Given records Start Marker
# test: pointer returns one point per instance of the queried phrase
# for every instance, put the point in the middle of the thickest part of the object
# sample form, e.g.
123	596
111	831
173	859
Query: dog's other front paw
Given records End Marker
◆ Task goal ◆
Going through the material above, reproduce every line exactly.

◆ Solution to the exercise ◆
# test: pointer returns one point per instance of the queried phrase
# for every instance, put the point in the middle of the thickest part of the object
# sample form, e.g.
123	596
111	831
173	859
Query: dog's other front paw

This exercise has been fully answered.